» **Short exercise**
Render each line of the material below as one string in a JSON list, skipping blank lines and leaving the picture out.

» **Material**
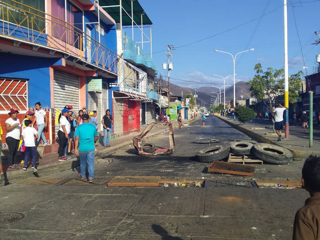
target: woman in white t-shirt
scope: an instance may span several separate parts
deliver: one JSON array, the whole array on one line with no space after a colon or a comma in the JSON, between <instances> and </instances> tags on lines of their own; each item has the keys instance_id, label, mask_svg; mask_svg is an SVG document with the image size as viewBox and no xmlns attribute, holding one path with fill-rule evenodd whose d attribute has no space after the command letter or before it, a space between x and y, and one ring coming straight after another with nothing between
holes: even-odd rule
<instances>
[{"instance_id":1,"label":"woman in white t-shirt","mask_svg":"<svg viewBox=\"0 0 320 240\"><path fill-rule=\"evenodd\" d=\"M58 153L59 156L58 161L65 162L67 161L67 157L65 155L65 149L67 147L67 143L70 132L70 123L67 119L69 110L67 108L63 108L59 116L59 124L60 128L58 131L58 137L59 138L59 148Z\"/></svg>"},{"instance_id":2,"label":"woman in white t-shirt","mask_svg":"<svg viewBox=\"0 0 320 240\"><path fill-rule=\"evenodd\" d=\"M21 127L19 119L17 118L19 113L17 108L11 108L8 113L10 117L5 121L5 130L7 131L5 141L8 145L8 162L9 165L8 170L15 170L20 166L17 163L16 156L19 147Z\"/></svg>"}]
</instances>

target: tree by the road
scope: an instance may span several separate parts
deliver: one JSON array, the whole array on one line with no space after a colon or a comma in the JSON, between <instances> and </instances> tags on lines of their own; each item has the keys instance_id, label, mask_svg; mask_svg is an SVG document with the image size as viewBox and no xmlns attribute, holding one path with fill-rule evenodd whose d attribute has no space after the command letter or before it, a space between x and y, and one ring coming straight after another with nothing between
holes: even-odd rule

» **Reply**
[
  "target: woman in white t-shirt",
  "scope: an instance may span several separate parts",
  "deliver: one JSON array, the whole array on one line with no space after a colon or a comma in the JSON, between <instances> and </instances> tags on lines of their own; each item has the keys instance_id, label, mask_svg; mask_svg is an SVG document with the image size as viewBox and no xmlns attribute, holding one path with fill-rule evenodd whose d attribute has no space after the command letter or before it, a space between x and y, and one ring coming straight after another with nothing between",
  "holes: even-odd rule",
  "<instances>",
  "[{\"instance_id\":1,\"label\":\"woman in white t-shirt\",\"mask_svg\":\"<svg viewBox=\\\"0 0 320 240\\\"><path fill-rule=\\\"evenodd\\\" d=\\\"M58 153L59 156L58 161L65 162L67 161L67 157L65 155L65 149L67 147L67 143L70 132L70 123L67 119L69 110L67 108L63 108L59 116L59 124L60 128L58 131L58 137L59 138L59 148Z\\\"/></svg>\"},{\"instance_id\":2,\"label\":\"woman in white t-shirt\",\"mask_svg\":\"<svg viewBox=\\\"0 0 320 240\\\"><path fill-rule=\\\"evenodd\\\" d=\\\"M21 127L19 119L17 118L19 113L17 108L11 108L8 113L10 117L5 121L5 130L7 131L5 141L8 145L8 162L9 165L8 170L15 170L20 166L17 163L16 156L19 147Z\\\"/></svg>\"}]",
  "</instances>",
  "target: tree by the road",
  "scope: an instance may span several separate parts",
  "deliver: one JSON array, the whole array on one line with no space after a colon or a comma in the JSON, between <instances> and </instances> tags on lines of their own; each item has the keys instance_id, label, mask_svg; mask_svg is an SVG document with the image size as viewBox and no xmlns attribute, holding one path with fill-rule evenodd whose d attribute has no space after the command letter or before it, a space between x and y, and one ring coming straight after another with nothing between",
  "holes: even-odd rule"
]